Direction: Convert the rows below into a Markdown table with two columns, Number and Line, skipping any blank lines.

Entries supplied:
####

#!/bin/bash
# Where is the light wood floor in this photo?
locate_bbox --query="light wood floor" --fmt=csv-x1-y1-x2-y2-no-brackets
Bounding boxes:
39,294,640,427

####

Task solution:
| Number | Line |
|---|---|
| 1 | #!/bin/bash |
| 2 | # Where is the light wood floor in this photo? |
| 3 | locate_bbox --query="light wood floor" --fmt=csv-x1-y1-x2-y2-no-brackets |
| 4 | Bounding boxes: |
| 5 | 39,294,640,427 |